§ **EXERCICES À FAIRE**:
1. Répondez à ces questions sur l'extrait consacré à la psychanalyse appliquée :
(a) Que va instituer la loi ?
(b) En Angleterre, à combien de temps une formation TCC peut-elle se limiter ?
(c) Quelle phrase de Nietzsche est citée ?
2. Poursuivez l'extrait sur la psychanalyse appliquée en reprenant juste après la citation de Nietzsche.

§ **EXTRAIT CHOISI**:
⟨
4 - Y a-t-il une formation à la psychanalyse appliquée ?

Si on différencie la psychanalyse appliquée et la psychothérapie, la réponse est non. Il y a une formation à la psychanalyse en complément de sa propre analyse dans laquelle l’analysant se fait lecteur de son inconscient. La psychanalyse appliquée, c’est la modélisation de la vérité – c’est la psychanalyse appliquée au mensonge. Par contre, il y a un enseignement de la psychothérapie que la loi va instituer. Nous y prendrons notre part. Un enjeu politique se dégage : le maître contemporain veut des psys à sa main ; il veut les produire au rabais. C’est pourquoi il nous faudra renforcer la qualité de notre formation.

Les psychanalystes sont réticents aux conditions de la civilisation. Il y a un irréconciliable dans la psychanalyse dont le maître ne veut pas. Mais il y a aussi cette demande d’écoute qui est désormais un droit du citoyen. Des formations courtes sont proposées pour y faire réponse. En Angleterre, une formation TCC peut se limiter à trois semaines. On baisse les anti-dépresseurs, on monte les opérateurs psys. La machine sociale continuera à être bien huilée. On connaît le risque qui nous guette : "Et nous sommes devenus ce que nous combattions" (Nietzsche) !
⟩
§ **DONNÉES DISPONIBLES**:
⟨
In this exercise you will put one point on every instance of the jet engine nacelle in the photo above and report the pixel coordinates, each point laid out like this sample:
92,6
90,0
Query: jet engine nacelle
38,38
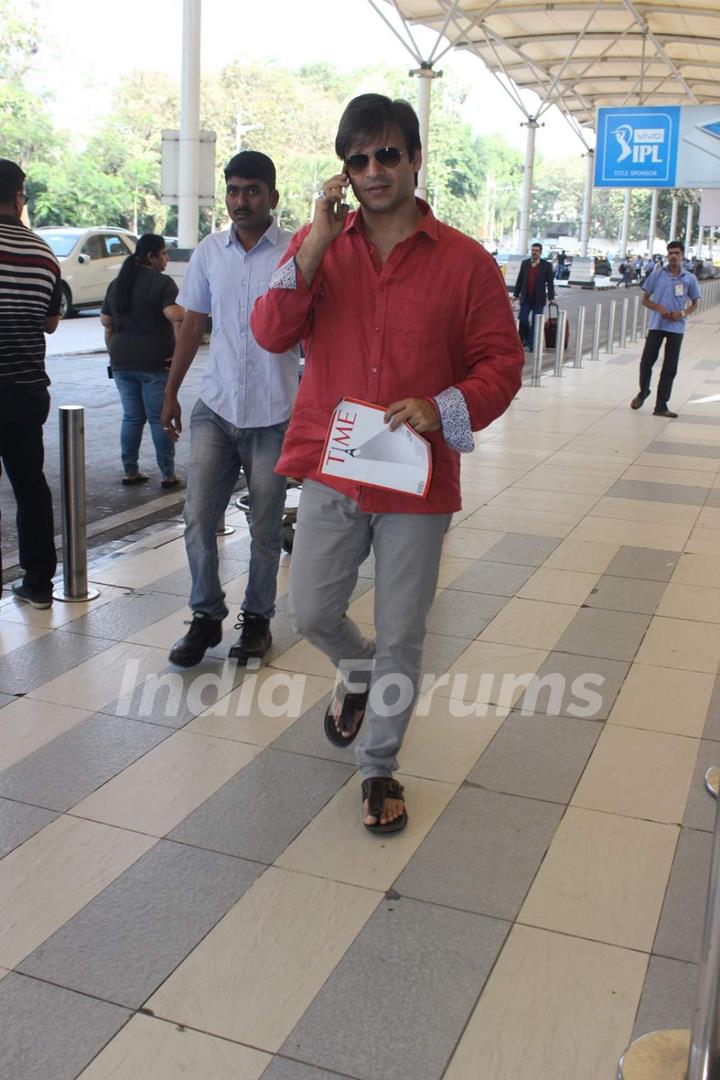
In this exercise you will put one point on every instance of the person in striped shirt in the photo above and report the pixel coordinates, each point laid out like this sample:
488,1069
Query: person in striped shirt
29,308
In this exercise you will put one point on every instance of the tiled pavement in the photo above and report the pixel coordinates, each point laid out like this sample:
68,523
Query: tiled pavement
186,886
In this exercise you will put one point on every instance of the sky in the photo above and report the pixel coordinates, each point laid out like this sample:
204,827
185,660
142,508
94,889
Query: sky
91,43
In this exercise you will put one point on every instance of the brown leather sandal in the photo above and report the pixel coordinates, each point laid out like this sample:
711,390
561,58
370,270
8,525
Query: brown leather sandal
376,791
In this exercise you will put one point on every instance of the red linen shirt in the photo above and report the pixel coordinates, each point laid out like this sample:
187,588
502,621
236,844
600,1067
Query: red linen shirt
435,315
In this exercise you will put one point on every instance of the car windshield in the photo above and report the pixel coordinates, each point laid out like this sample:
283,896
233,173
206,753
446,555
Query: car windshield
59,243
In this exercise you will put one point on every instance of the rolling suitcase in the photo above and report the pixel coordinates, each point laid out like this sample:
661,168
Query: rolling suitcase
551,327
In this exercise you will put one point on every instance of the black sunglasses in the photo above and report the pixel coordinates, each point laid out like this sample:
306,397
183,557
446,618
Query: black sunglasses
389,157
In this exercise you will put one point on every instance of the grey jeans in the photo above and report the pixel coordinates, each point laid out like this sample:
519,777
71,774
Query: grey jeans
333,537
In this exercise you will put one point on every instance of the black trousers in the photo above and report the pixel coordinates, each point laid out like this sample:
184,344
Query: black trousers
22,416
650,353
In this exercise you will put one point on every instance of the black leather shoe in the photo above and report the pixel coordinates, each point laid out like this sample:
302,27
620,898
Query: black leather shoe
202,634
255,637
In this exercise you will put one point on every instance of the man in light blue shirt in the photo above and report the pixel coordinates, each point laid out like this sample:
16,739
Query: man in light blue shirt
240,419
667,292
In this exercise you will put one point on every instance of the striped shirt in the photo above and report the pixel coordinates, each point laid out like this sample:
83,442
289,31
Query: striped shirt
29,293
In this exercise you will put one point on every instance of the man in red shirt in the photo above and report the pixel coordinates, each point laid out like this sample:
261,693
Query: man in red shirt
396,309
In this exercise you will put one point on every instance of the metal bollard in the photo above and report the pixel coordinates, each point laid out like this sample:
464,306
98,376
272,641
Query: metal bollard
72,489
559,341
623,323
595,350
610,345
538,339
679,1054
578,362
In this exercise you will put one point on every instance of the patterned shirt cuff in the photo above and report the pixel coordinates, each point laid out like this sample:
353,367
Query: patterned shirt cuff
454,418
285,277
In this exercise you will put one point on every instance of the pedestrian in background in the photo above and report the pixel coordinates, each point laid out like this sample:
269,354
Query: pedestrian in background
29,308
140,316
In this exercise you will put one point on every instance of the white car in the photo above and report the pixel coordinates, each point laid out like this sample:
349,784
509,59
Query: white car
90,259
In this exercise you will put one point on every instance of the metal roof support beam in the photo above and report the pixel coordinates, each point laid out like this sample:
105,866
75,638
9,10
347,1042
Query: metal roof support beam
587,202
527,186
661,49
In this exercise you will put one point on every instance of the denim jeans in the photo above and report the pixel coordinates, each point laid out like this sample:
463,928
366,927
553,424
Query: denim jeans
141,394
526,321
217,453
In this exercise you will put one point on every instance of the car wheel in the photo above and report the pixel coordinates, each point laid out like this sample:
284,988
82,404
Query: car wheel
66,301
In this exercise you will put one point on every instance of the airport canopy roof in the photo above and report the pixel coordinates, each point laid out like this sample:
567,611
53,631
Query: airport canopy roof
579,54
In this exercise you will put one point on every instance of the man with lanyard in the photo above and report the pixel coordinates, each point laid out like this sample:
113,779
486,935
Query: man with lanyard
29,308
666,293
240,419
533,287
399,310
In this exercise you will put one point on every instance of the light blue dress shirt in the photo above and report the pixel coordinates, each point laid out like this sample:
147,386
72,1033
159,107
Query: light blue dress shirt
661,287
244,383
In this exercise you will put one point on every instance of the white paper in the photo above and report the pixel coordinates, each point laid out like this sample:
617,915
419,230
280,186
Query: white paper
361,447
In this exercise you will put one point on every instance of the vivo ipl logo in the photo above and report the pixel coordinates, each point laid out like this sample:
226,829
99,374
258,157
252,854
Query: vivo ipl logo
637,147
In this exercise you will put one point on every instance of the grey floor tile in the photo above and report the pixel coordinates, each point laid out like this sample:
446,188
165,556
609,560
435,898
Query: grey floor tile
657,493
680,930
496,579
119,619
439,960
462,613
126,941
260,810
283,1068
483,852
684,449
51,1034
646,564
594,632
540,757
712,721
18,823
306,736
700,809
45,658
584,687
174,696
522,549
626,594
668,997
77,763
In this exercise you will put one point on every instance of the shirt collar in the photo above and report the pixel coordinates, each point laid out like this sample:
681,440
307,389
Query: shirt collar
428,223
271,235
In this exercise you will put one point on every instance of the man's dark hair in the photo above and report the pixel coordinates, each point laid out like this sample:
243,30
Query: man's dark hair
252,165
12,179
369,117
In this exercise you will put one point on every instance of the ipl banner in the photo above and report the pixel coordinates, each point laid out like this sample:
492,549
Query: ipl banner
669,146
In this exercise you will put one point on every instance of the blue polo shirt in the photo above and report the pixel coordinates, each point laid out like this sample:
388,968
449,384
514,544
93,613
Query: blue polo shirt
244,383
671,292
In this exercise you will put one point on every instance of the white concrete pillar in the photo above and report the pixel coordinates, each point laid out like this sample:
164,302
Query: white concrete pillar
674,218
653,219
624,234
526,200
188,204
587,203
425,76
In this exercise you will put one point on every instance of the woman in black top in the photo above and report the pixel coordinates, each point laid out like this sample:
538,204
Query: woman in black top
140,316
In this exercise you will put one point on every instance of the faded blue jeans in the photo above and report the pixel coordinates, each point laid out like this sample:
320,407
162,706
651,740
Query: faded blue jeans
217,453
141,394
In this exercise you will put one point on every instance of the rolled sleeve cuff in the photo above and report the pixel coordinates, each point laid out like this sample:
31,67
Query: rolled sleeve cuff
285,277
457,429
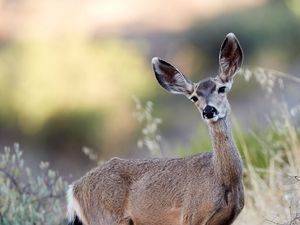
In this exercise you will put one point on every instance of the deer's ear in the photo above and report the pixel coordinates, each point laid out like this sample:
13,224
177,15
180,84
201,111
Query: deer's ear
230,57
170,78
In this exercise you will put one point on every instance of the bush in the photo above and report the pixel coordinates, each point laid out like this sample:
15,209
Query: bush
29,199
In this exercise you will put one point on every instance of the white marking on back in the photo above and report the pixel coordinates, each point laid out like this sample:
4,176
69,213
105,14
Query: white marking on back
74,207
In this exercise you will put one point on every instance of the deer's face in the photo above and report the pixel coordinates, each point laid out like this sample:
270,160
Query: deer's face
209,95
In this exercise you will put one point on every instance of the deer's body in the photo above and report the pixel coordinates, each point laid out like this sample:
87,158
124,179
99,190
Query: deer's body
205,188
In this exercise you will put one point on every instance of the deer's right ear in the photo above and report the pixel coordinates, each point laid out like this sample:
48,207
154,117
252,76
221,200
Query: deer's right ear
170,78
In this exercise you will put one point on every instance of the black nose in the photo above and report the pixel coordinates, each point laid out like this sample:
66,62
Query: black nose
209,112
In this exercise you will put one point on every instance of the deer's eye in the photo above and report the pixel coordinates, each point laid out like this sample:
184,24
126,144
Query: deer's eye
222,89
194,99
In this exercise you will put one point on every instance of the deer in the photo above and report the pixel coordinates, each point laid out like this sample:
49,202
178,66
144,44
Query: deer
202,189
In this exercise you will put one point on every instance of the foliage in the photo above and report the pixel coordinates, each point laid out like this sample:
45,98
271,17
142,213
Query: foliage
150,133
54,86
26,198
271,158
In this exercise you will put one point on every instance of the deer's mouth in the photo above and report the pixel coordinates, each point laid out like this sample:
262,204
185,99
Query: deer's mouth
210,113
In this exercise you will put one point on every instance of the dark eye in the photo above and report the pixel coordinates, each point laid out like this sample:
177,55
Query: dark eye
222,89
194,98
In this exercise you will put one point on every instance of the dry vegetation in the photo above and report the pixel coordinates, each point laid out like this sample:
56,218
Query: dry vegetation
272,191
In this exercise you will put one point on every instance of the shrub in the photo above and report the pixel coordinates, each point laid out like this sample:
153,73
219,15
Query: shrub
29,199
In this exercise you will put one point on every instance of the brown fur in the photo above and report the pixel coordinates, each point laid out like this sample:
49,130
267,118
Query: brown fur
206,188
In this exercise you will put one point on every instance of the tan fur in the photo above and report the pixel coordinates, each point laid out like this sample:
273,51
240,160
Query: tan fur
205,188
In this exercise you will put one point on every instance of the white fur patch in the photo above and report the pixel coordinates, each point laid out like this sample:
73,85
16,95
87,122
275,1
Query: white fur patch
74,207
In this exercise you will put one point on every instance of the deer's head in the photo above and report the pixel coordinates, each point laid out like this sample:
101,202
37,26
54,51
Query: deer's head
209,95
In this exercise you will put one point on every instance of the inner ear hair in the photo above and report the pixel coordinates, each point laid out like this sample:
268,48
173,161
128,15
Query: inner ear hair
230,57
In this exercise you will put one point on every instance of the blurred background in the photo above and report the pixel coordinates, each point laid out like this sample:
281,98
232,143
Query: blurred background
69,70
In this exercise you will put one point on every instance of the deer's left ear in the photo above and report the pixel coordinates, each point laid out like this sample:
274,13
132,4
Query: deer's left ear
230,57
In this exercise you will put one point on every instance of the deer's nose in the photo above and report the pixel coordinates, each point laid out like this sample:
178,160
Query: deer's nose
209,112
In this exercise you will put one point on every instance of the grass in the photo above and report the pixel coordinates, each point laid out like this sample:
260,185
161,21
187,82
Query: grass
271,170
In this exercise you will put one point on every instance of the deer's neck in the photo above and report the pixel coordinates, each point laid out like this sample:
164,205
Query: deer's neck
227,161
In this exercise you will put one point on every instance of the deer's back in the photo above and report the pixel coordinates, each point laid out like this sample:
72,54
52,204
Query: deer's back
155,191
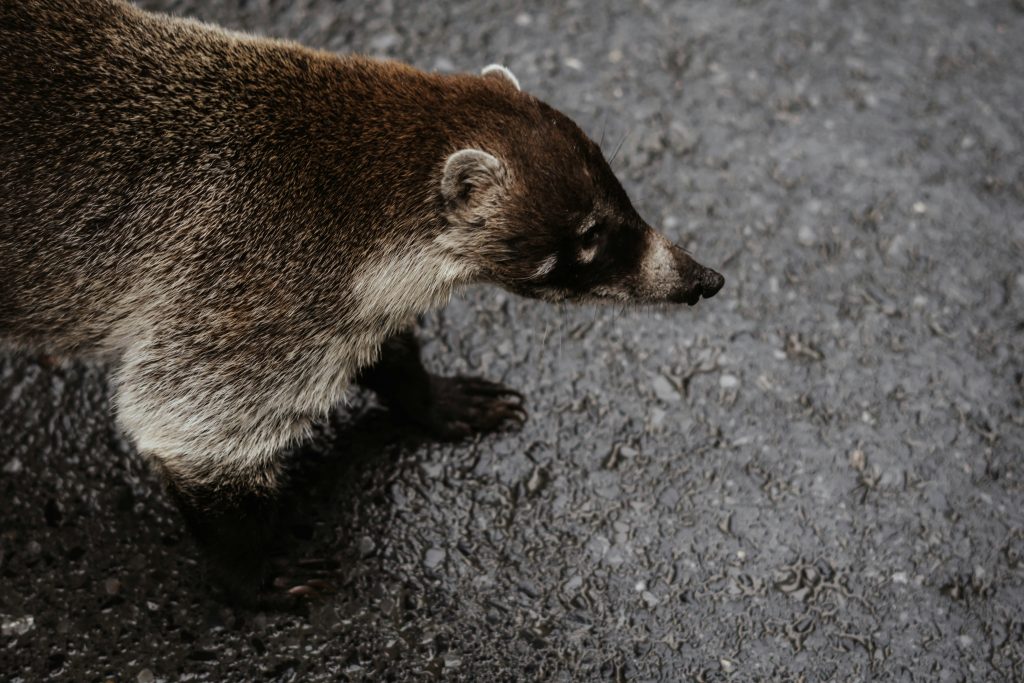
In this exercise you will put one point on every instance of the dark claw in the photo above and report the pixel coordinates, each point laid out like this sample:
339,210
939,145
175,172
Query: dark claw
463,406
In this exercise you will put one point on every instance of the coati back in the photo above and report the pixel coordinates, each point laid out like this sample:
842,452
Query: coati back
245,226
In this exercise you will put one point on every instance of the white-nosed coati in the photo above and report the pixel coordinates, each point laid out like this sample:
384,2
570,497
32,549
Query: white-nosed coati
245,226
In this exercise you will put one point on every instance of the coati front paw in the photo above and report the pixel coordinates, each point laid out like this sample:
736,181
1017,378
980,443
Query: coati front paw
465,406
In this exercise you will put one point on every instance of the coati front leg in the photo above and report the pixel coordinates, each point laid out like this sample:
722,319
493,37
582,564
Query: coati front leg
216,431
449,408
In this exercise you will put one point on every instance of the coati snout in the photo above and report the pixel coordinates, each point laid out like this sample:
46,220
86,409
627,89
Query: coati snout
244,228
535,204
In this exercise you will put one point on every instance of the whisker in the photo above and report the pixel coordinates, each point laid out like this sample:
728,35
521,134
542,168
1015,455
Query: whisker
621,142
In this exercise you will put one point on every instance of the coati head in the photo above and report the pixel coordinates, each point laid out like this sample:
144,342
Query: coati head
536,205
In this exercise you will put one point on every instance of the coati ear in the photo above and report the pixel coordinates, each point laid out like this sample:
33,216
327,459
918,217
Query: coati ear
498,71
469,174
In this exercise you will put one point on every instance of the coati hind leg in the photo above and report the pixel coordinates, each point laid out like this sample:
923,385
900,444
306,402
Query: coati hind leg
449,408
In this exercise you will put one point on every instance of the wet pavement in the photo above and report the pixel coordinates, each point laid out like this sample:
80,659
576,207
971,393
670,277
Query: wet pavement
816,475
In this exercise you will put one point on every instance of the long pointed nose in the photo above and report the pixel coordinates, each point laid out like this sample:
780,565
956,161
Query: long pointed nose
711,283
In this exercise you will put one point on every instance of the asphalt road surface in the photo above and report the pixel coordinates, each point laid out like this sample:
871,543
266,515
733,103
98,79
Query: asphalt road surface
816,475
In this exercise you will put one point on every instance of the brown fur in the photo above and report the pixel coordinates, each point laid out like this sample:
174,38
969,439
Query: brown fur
240,223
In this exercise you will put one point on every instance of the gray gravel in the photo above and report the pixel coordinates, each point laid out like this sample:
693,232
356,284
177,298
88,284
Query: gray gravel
816,475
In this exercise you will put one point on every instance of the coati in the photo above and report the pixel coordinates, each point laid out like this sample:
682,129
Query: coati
243,227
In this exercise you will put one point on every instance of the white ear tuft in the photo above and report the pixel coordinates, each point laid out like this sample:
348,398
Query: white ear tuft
469,172
501,72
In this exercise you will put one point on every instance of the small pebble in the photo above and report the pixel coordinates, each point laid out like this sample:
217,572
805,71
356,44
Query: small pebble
664,389
806,236
433,558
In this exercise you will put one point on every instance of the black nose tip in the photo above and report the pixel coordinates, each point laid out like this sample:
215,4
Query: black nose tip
711,283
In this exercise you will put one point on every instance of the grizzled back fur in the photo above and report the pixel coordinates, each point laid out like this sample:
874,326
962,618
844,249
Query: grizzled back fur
239,223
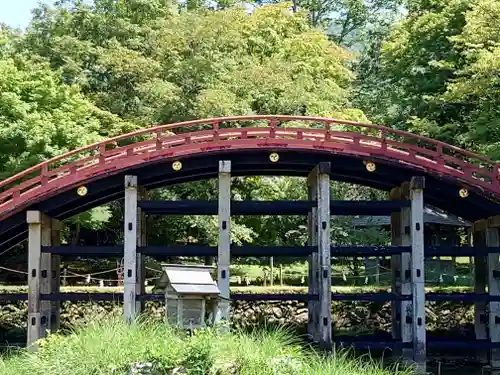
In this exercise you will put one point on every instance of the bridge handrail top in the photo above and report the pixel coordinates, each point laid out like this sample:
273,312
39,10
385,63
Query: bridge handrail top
158,128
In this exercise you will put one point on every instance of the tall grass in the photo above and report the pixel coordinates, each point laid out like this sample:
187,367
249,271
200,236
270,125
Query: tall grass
111,347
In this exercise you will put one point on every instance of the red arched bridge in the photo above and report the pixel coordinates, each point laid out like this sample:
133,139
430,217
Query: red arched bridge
301,142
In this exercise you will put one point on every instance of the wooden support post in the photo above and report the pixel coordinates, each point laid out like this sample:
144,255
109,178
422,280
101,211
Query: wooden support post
405,267
417,273
313,261
45,276
34,220
130,249
55,316
324,254
140,286
492,240
223,256
396,240
271,271
480,282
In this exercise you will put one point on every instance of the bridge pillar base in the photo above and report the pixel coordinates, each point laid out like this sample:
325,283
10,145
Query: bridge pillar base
418,274
313,261
224,247
320,267
43,277
130,265
396,240
405,287
480,283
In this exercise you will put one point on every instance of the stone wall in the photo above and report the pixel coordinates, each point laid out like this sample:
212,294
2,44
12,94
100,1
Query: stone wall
352,317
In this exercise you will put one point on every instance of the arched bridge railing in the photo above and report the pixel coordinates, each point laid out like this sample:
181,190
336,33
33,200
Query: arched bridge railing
298,132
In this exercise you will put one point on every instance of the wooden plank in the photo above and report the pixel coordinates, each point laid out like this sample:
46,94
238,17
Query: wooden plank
492,239
34,220
130,249
396,269
418,274
323,224
313,260
406,305
480,282
140,287
224,246
55,318
45,276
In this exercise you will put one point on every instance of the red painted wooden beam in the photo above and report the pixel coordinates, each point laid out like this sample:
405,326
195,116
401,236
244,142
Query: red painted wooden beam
175,141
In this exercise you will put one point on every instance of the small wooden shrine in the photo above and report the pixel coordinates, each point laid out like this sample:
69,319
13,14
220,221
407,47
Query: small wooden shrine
⟩
§ **EXERCICES CORRIGÉS**:
1.
(a) Un enseignement de la psychothérapie.
(b) À trois semaines.
(c) « Et nous sommes devenus ce que nous combattions. »

2.
5 - Consultant ou psychanalyste ?

En quoi la position subjective du consultant fonctionne-t-elle différemment de celle de l’analyste ? Pour pratiquer la psychanalyse, il faut désapprendre ce que l’on a appris au CPCT. Dans ce dernier, on apprend à faire ceci ou cela. C’est en lâchant les instruments de cette action que l’analyse est possible. En tant qu’analyste, on se passe des instruments dont on se sert au CPCT. Un exemple : la durée au CPCT est programmée. Or l’analyste, lui, déploie une attitude expectante. Le CPCT fonctionne sur un Ce que je veux, moi, pour le patient et non sur le Che vuoi dégagé dans le transfert. Les exemples peuvent être multipliés. Faudrait-il envisager deux orientations pour les patients qui s’adressent au CPCT ? 1. Un secteur où l’on opère à la Chabrol : sur seize séances, on s’efforce de boucler un effet thérapeutique – ce qui implique une position active, anti-analytique. 2. Un secteur qui introduit à la psychanalyse hors les murs du CPCT en référence aux entretiens préliminaires. Il nous faudra alors lever l’inhibition de ne pas accueillir les patients dans nos cabinets.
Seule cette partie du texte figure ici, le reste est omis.